• _ABOUT THIS TASK_:
Each line of the records that includes "dark" should be found and copied.

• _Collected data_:

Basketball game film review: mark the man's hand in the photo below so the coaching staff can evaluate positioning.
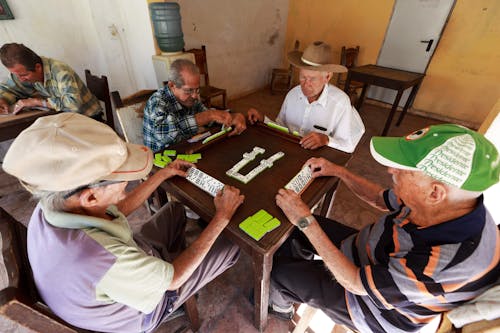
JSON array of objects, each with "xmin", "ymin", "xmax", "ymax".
[
  {"xmin": 209, "ymin": 109, "xmax": 232, "ymax": 127},
  {"xmin": 275, "ymin": 188, "xmax": 311, "ymax": 226},
  {"xmin": 247, "ymin": 108, "xmax": 263, "ymax": 124},
  {"xmin": 228, "ymin": 112, "xmax": 247, "ymax": 136},
  {"xmin": 300, "ymin": 132, "xmax": 329, "ymax": 150},
  {"xmin": 12, "ymin": 98, "xmax": 44, "ymax": 114},
  {"xmin": 195, "ymin": 109, "xmax": 232, "ymax": 128},
  {"xmin": 0, "ymin": 99, "xmax": 9, "ymax": 114},
  {"xmin": 306, "ymin": 157, "xmax": 345, "ymax": 179},
  {"xmin": 157, "ymin": 159, "xmax": 194, "ymax": 179},
  {"xmin": 213, "ymin": 185, "xmax": 244, "ymax": 225}
]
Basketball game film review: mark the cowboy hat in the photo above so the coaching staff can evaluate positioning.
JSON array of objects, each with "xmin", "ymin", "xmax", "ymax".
[{"xmin": 288, "ymin": 41, "xmax": 347, "ymax": 73}]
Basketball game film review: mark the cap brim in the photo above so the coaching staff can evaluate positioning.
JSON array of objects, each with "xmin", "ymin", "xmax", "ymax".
[
  {"xmin": 100, "ymin": 143, "xmax": 153, "ymax": 182},
  {"xmin": 370, "ymin": 137, "xmax": 419, "ymax": 171},
  {"xmin": 287, "ymin": 51, "xmax": 347, "ymax": 73}
]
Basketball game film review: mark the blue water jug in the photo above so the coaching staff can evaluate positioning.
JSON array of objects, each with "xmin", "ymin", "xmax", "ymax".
[{"xmin": 149, "ymin": 2, "xmax": 184, "ymax": 53}]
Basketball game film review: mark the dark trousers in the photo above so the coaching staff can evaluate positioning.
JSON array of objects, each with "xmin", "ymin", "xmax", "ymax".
[
  {"xmin": 270, "ymin": 215, "xmax": 358, "ymax": 330},
  {"xmin": 136, "ymin": 202, "xmax": 240, "ymax": 321}
]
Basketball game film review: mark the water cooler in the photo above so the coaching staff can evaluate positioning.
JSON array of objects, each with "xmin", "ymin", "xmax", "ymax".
[{"xmin": 149, "ymin": 2, "xmax": 193, "ymax": 88}]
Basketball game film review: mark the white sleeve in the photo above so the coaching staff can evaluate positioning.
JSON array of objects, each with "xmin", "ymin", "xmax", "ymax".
[{"xmin": 327, "ymin": 104, "xmax": 365, "ymax": 153}]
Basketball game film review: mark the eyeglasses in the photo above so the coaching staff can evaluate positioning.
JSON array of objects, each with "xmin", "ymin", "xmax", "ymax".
[
  {"xmin": 63, "ymin": 180, "xmax": 125, "ymax": 199},
  {"xmin": 299, "ymin": 76, "xmax": 321, "ymax": 83},
  {"xmin": 181, "ymin": 87, "xmax": 201, "ymax": 96}
]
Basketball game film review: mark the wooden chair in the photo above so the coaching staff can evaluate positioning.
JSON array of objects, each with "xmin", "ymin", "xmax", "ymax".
[
  {"xmin": 0, "ymin": 207, "xmax": 94, "ymax": 332},
  {"xmin": 184, "ymin": 45, "xmax": 227, "ymax": 109},
  {"xmin": 337, "ymin": 46, "xmax": 364, "ymax": 104},
  {"xmin": 111, "ymin": 90, "xmax": 155, "ymax": 145},
  {"xmin": 270, "ymin": 40, "xmax": 300, "ymax": 95},
  {"xmin": 85, "ymin": 69, "xmax": 114, "ymax": 130},
  {"xmin": 0, "ymin": 205, "xmax": 201, "ymax": 332}
]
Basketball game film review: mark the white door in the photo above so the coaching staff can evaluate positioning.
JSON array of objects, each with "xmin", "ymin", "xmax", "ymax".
[{"xmin": 368, "ymin": 0, "xmax": 455, "ymax": 106}]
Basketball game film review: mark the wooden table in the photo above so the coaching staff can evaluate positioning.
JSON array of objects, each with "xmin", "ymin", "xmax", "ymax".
[
  {"xmin": 0, "ymin": 109, "xmax": 57, "ymax": 142},
  {"xmin": 159, "ymin": 123, "xmax": 351, "ymax": 331},
  {"xmin": 344, "ymin": 64, "xmax": 425, "ymax": 136}
]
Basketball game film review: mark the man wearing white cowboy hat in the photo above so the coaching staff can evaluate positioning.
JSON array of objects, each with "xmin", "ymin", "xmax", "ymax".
[
  {"xmin": 3, "ymin": 113, "xmax": 244, "ymax": 332},
  {"xmin": 269, "ymin": 124, "xmax": 499, "ymax": 332},
  {"xmin": 248, "ymin": 41, "xmax": 365, "ymax": 153}
]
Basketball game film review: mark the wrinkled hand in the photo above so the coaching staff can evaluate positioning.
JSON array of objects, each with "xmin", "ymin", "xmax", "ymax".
[
  {"xmin": 275, "ymin": 188, "xmax": 311, "ymax": 226},
  {"xmin": 306, "ymin": 157, "xmax": 344, "ymax": 178},
  {"xmin": 209, "ymin": 109, "xmax": 232, "ymax": 127},
  {"xmin": 228, "ymin": 112, "xmax": 247, "ymax": 136},
  {"xmin": 300, "ymin": 132, "xmax": 329, "ymax": 150},
  {"xmin": 246, "ymin": 108, "xmax": 263, "ymax": 124},
  {"xmin": 0, "ymin": 99, "xmax": 9, "ymax": 114},
  {"xmin": 213, "ymin": 185, "xmax": 245, "ymax": 224},
  {"xmin": 159, "ymin": 159, "xmax": 194, "ymax": 179},
  {"xmin": 12, "ymin": 98, "xmax": 41, "ymax": 114}
]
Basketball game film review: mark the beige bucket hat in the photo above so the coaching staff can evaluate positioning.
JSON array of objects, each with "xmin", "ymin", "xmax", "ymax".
[
  {"xmin": 3, "ymin": 113, "xmax": 153, "ymax": 192},
  {"xmin": 288, "ymin": 41, "xmax": 347, "ymax": 73}
]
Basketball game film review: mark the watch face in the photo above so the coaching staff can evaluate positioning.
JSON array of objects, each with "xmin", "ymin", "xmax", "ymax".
[{"xmin": 298, "ymin": 216, "xmax": 312, "ymax": 229}]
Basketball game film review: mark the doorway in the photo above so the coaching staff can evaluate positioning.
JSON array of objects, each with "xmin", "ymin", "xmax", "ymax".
[{"xmin": 368, "ymin": 0, "xmax": 456, "ymax": 106}]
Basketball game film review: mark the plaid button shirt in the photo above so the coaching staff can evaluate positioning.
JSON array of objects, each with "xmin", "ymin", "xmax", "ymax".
[
  {"xmin": 143, "ymin": 86, "xmax": 207, "ymax": 151},
  {"xmin": 0, "ymin": 57, "xmax": 102, "ymax": 117}
]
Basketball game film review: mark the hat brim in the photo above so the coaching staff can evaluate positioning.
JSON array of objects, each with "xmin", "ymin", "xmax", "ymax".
[
  {"xmin": 287, "ymin": 51, "xmax": 348, "ymax": 73},
  {"xmin": 370, "ymin": 137, "xmax": 419, "ymax": 171},
  {"xmin": 100, "ymin": 143, "xmax": 153, "ymax": 182}
]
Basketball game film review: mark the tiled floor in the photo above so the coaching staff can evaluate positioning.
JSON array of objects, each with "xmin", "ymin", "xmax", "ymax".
[{"xmin": 0, "ymin": 88, "xmax": 441, "ymax": 333}]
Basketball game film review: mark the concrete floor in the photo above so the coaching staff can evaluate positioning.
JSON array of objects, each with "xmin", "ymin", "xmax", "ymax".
[{"xmin": 0, "ymin": 88, "xmax": 441, "ymax": 333}]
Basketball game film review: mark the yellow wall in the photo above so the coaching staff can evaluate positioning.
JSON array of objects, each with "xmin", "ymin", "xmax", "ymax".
[{"xmin": 285, "ymin": 0, "xmax": 500, "ymax": 127}]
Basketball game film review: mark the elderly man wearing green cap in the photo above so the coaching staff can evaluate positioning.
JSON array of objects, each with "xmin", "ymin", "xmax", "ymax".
[
  {"xmin": 3, "ymin": 113, "xmax": 243, "ymax": 332},
  {"xmin": 247, "ymin": 41, "xmax": 365, "ymax": 153},
  {"xmin": 268, "ymin": 124, "xmax": 499, "ymax": 332}
]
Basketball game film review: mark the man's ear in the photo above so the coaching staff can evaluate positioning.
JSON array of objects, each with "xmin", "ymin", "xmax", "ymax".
[
  {"xmin": 325, "ymin": 72, "xmax": 333, "ymax": 82},
  {"xmin": 167, "ymin": 81, "xmax": 175, "ymax": 89},
  {"xmin": 428, "ymin": 182, "xmax": 447, "ymax": 204},
  {"xmin": 78, "ymin": 189, "xmax": 99, "ymax": 208}
]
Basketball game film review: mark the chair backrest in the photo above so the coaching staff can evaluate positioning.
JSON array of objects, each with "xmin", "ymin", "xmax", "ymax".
[
  {"xmin": 111, "ymin": 90, "xmax": 155, "ymax": 145},
  {"xmin": 85, "ymin": 69, "xmax": 114, "ymax": 130},
  {"xmin": 0, "ymin": 207, "xmax": 92, "ymax": 332},
  {"xmin": 288, "ymin": 40, "xmax": 300, "ymax": 70},
  {"xmin": 340, "ymin": 46, "xmax": 360, "ymax": 69},
  {"xmin": 185, "ymin": 45, "xmax": 210, "ymax": 86}
]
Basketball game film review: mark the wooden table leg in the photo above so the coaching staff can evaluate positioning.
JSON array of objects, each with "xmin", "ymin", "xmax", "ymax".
[
  {"xmin": 396, "ymin": 81, "xmax": 422, "ymax": 126},
  {"xmin": 382, "ymin": 89, "xmax": 404, "ymax": 136},
  {"xmin": 253, "ymin": 251, "xmax": 273, "ymax": 332},
  {"xmin": 319, "ymin": 179, "xmax": 340, "ymax": 217},
  {"xmin": 355, "ymin": 84, "xmax": 368, "ymax": 111}
]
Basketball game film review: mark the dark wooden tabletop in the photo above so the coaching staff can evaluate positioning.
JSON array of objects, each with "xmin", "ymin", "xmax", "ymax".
[
  {"xmin": 0, "ymin": 109, "xmax": 57, "ymax": 142},
  {"xmin": 160, "ymin": 123, "xmax": 351, "ymax": 255},
  {"xmin": 348, "ymin": 64, "xmax": 424, "ymax": 90}
]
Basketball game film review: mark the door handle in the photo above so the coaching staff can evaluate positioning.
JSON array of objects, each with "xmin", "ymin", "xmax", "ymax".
[{"xmin": 420, "ymin": 39, "xmax": 434, "ymax": 52}]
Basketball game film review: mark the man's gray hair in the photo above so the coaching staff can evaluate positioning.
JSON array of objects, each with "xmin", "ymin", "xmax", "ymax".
[{"xmin": 168, "ymin": 58, "xmax": 199, "ymax": 88}]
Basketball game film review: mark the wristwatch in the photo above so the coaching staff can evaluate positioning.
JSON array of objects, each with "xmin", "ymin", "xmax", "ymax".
[{"xmin": 297, "ymin": 215, "xmax": 315, "ymax": 231}]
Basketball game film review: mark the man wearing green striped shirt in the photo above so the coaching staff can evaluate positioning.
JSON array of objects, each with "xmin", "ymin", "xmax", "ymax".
[{"xmin": 0, "ymin": 43, "xmax": 102, "ymax": 119}]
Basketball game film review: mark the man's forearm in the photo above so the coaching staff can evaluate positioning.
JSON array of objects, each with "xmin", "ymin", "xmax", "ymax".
[
  {"xmin": 168, "ymin": 214, "xmax": 228, "ymax": 290},
  {"xmin": 337, "ymin": 167, "xmax": 387, "ymax": 211},
  {"xmin": 116, "ymin": 172, "xmax": 166, "ymax": 216}
]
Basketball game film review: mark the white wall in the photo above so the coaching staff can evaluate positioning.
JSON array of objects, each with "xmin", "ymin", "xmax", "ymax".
[
  {"xmin": 0, "ymin": 0, "xmax": 157, "ymax": 97},
  {"xmin": 1, "ymin": 0, "xmax": 289, "ymax": 100},
  {"xmin": 176, "ymin": 0, "xmax": 289, "ymax": 98}
]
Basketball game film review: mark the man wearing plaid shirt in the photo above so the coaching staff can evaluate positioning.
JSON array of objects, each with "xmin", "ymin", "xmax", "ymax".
[
  {"xmin": 143, "ymin": 59, "xmax": 247, "ymax": 151},
  {"xmin": 0, "ymin": 43, "xmax": 102, "ymax": 118}
]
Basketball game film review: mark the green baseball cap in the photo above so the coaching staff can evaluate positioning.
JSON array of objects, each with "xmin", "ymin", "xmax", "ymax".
[{"xmin": 370, "ymin": 124, "xmax": 499, "ymax": 191}]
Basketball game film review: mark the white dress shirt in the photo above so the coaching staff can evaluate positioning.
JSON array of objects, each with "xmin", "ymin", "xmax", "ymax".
[{"xmin": 268, "ymin": 84, "xmax": 365, "ymax": 153}]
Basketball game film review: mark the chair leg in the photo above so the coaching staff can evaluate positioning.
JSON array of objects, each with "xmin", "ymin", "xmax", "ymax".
[
  {"xmin": 293, "ymin": 305, "xmax": 318, "ymax": 333},
  {"xmin": 184, "ymin": 295, "xmax": 200, "ymax": 331},
  {"xmin": 222, "ymin": 92, "xmax": 227, "ymax": 109}
]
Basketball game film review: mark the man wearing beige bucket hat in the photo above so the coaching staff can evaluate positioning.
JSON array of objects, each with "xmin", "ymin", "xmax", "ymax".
[
  {"xmin": 3, "ymin": 113, "xmax": 243, "ymax": 332},
  {"xmin": 248, "ymin": 41, "xmax": 365, "ymax": 153}
]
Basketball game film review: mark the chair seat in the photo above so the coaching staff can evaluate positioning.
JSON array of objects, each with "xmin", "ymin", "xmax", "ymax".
[{"xmin": 200, "ymin": 85, "xmax": 226, "ymax": 98}]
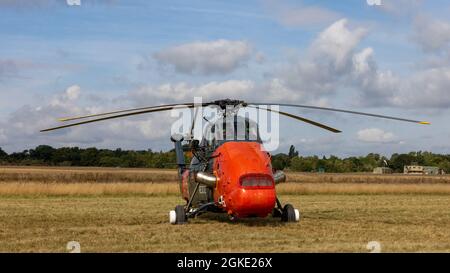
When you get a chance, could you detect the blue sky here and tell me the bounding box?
[1,0,450,157]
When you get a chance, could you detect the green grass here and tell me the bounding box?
[0,194,449,252]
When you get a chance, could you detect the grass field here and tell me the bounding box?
[0,166,449,252]
[1,194,449,252]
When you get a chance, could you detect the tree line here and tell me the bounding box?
[0,145,178,169]
[1,145,450,173]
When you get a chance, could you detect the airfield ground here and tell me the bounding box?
[0,167,449,252]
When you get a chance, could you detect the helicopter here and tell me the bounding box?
[41,98,430,224]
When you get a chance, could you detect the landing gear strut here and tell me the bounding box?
[169,202,217,225]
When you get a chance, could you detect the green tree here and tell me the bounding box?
[80,148,99,166]
[288,145,299,158]
[99,156,122,167]
[30,145,55,163]
[0,147,7,159]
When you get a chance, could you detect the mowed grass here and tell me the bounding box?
[0,194,449,252]
[0,166,449,252]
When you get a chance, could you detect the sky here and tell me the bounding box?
[1,0,450,157]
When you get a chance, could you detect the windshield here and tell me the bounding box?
[203,116,260,145]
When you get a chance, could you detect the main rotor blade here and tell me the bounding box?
[58,102,196,122]
[41,104,197,132]
[248,103,430,125]
[248,105,341,133]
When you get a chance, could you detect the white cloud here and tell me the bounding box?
[412,15,450,52]
[357,128,395,143]
[311,19,367,70]
[269,19,368,103]
[0,59,18,80]
[153,40,253,75]
[0,85,177,152]
[0,129,7,144]
[50,85,82,107]
[65,85,81,101]
[376,0,422,16]
[265,0,340,28]
[0,59,35,80]
[129,80,256,105]
[0,0,56,8]
[0,0,115,9]
[351,45,450,108]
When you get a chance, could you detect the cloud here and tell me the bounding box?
[357,128,395,143]
[412,15,450,53]
[0,0,116,9]
[65,85,81,101]
[0,85,175,152]
[260,17,450,109]
[265,0,340,28]
[0,59,36,80]
[0,59,19,80]
[0,128,7,145]
[376,0,422,16]
[0,0,56,8]
[140,19,368,106]
[153,40,253,75]
[269,19,367,103]
[129,80,256,105]
[351,45,450,108]
[311,19,367,70]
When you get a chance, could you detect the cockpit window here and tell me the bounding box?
[203,116,260,145]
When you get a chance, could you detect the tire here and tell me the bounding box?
[175,205,187,224]
[281,204,299,222]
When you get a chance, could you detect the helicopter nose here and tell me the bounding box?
[227,186,276,218]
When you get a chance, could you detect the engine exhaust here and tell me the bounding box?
[194,172,217,188]
[273,170,286,184]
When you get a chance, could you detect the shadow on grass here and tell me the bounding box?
[190,212,290,227]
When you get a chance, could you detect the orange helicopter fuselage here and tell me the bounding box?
[211,141,276,218]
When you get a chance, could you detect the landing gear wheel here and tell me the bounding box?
[169,205,187,225]
[228,214,237,222]
[281,204,300,222]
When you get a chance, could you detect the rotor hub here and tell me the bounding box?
[212,99,247,110]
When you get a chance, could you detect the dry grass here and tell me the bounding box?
[0,182,179,196]
[285,172,450,184]
[276,183,450,195]
[0,166,177,183]
[0,166,449,252]
[3,166,450,184]
[1,182,450,196]
[0,194,449,252]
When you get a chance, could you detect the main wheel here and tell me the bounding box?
[281,204,300,222]
[169,205,187,224]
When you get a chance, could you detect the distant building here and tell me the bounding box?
[403,165,442,175]
[423,166,441,175]
[373,167,393,174]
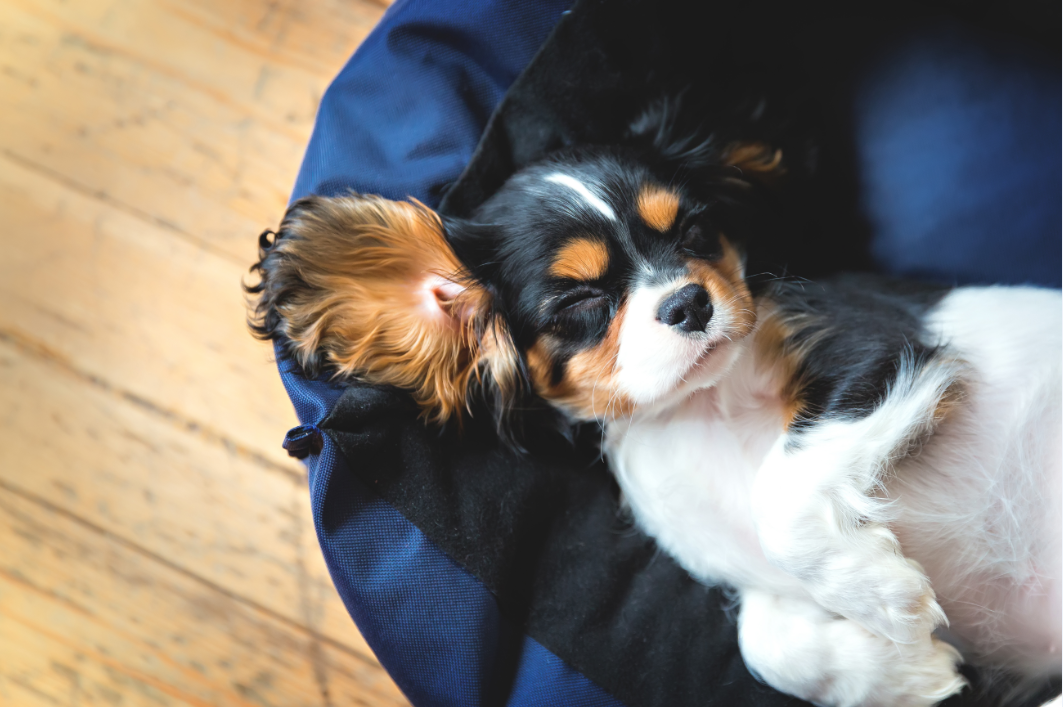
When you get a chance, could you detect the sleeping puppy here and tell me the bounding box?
[249,126,1062,706]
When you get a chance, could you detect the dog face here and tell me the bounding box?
[447,150,759,420]
[249,142,778,428]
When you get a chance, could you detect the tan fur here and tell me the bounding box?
[637,185,680,232]
[687,237,757,339]
[750,301,835,430]
[722,141,785,181]
[932,379,967,424]
[550,237,610,281]
[751,304,807,427]
[532,239,755,422]
[265,195,518,425]
[753,300,962,435]
[527,302,635,420]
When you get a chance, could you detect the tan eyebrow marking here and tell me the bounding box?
[637,184,680,232]
[526,306,635,421]
[549,237,610,281]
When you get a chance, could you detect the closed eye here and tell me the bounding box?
[555,286,608,314]
[547,286,614,342]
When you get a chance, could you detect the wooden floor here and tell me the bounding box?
[0,0,410,704]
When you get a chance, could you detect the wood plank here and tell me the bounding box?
[1,0,382,264]
[0,0,413,702]
[0,610,199,706]
[0,150,301,472]
[0,334,376,662]
[0,486,410,706]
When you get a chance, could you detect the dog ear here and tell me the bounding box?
[721,140,785,182]
[628,94,785,184]
[247,194,521,426]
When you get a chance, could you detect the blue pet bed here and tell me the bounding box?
[276,1,1060,705]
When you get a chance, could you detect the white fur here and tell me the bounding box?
[615,277,750,406]
[739,589,965,707]
[544,173,617,221]
[894,288,1063,676]
[605,286,1062,705]
[751,353,960,645]
[616,278,733,403]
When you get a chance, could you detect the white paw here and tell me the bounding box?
[878,636,967,707]
[811,547,947,644]
[741,592,966,707]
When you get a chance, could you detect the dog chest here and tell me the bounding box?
[604,385,797,591]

• _YOUR SOLUTION_:
Basketball game film review: mark the dark trousers in the photo above so the coaching staff can evaluate positioning.
Basketball game film review: mark the dark wooden tabletop in the photo above so the coaching staff can evaluate positioning.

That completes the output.